TASK LIST:
A) Answer these questions from the Reuters article on global warming:
(i) By what year did Rachel Warren say carbon dioxide emissions had to peak?
(ii) Whom does Henry Derwent serve as special climate change adviser?
(iii) How far above pre-industrial levels were global average temperatures already?
B) Decide whether each statement agrees with the Reuters article on global warming. Answer yes or no, and quote the words from the article that settle it.
(i) Scientists said greenhouse gas emissions must be halted and reversed within two decades.
(ii) Henry Derwent said climate change is less severe than was previously thought.
(iii) Rachel Warren is a researcher at the Tyndall Centre for Climate Change Research.
C) Resume the Reuters article on global warming after its final sentence.

TEXT EXCERPT:
Global Warming Demands Urgent Solutions, Scientists Say

January 31, 2006 — By Jeremy Lovell, Reuters

LONDON — The world must halt greenhouse gas emissions and reverse them within two decades or watch the planet spiralling towards destruction, scientists said on Monday.

Saying that evidence of catastrophic global warming from burning fossil fuels was now incontrovertible, the experts from oceanographers to economists, climatologists and politicians stressed that inaction was unacceptable.

"Climate change is worse than was previously thought and we need to act now," Henry Derwent, special climate change adviser to British Prime Minister Tony Blair, said at the launch of a book of scientific papers on the global climate crisis.

Researcher Rachel Warren from the Tyndall Centre for Climate Change Research, who contributed to the book "Avoiding Dangerous Climate Change", said carbon dioxide emissions had to peak no later than 2025, and painted a picture of rapidly approaching catastrophe.

Global average temperatures were already 0.6 Celsius above pre-industrial levels, and a rise of just 0.4C more would see coral reefs wiped out, flooding in the Himalayas and millions more people facing hunger, she said.

ENTRIES SHOWN:

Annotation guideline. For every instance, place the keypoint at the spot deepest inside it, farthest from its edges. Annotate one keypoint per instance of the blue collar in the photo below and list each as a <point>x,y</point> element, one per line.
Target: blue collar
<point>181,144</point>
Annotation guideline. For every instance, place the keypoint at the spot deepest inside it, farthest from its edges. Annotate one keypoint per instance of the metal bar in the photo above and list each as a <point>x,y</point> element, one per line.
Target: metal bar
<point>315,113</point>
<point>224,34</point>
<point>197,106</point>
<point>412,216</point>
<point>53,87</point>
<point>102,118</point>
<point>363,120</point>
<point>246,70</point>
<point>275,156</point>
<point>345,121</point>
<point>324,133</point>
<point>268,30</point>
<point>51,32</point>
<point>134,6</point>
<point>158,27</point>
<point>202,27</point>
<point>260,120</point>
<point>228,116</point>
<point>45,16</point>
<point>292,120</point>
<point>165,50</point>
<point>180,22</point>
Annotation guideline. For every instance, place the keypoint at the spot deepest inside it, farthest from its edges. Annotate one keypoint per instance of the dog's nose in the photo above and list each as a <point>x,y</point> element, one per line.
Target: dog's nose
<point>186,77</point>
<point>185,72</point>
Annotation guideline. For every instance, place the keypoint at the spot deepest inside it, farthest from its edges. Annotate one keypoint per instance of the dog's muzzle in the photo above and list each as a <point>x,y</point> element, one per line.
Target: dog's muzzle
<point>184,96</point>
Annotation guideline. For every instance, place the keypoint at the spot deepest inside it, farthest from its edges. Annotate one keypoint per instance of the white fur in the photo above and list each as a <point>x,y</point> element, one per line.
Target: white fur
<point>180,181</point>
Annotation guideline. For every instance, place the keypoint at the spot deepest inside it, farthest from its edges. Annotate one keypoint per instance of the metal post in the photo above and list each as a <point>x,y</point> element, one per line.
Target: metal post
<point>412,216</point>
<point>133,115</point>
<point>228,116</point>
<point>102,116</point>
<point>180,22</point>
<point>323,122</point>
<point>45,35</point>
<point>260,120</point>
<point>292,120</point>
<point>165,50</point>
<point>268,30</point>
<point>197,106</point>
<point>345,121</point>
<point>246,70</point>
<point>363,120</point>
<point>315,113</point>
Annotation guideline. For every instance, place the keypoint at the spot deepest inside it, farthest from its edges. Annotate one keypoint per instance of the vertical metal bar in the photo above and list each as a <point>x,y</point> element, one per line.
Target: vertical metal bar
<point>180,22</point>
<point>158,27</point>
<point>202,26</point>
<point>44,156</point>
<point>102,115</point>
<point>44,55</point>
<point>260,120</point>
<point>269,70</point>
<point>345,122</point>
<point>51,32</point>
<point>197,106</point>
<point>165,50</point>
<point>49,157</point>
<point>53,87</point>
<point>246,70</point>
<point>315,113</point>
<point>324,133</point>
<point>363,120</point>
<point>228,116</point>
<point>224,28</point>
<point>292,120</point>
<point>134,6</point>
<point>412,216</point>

EXPECTED RESULTS:
A)
(i) No later than 2025.
(ii) British Prime Minister Tony Blair.
(iii) 0.6 Celsius.

B)
(i) Yes: "The world must halt greenhouse gas emissions and reverse them within two decades"
(ii) No: "Climate change is worse than was previously thought"
(iii) Yes: "Researcher Rachel Warren from the Tyndall Centre for Climate Change Research"

C)
A rise of 3C -- just half of what scientists have warned is possible this century -- would see 400 million people going hungry, entire species being wiped out and killer diseases such as dengue fever reachning pandemic proportions.

"To prevent all of this needs global emissions to peak in 2025 and then come down by 2.6 percent a year," Warren said.

"But even then we would probably face a rise of 2 degrees because of the delay built into the climate system. So we have to start to plan to adapt," she added.

Already the effects of the change are becoming visible, with more extreme weather events and people in coastal areas put at risk from rising sea levels due to melting ice caps.

The first phase of the global Kyoto protocol on cutting greenhouse gas emissions runs until 2012, and negotiations have only just started on finding a way of taking it beyond that.

The United States, the world's biggest polluter, has rejected both the protocol in its current form and any suggestion of expanding or extending it.

Instead it has set up with Australia, India, China, Japan and South Korea the Asia Pacific Partnership on Clean Development.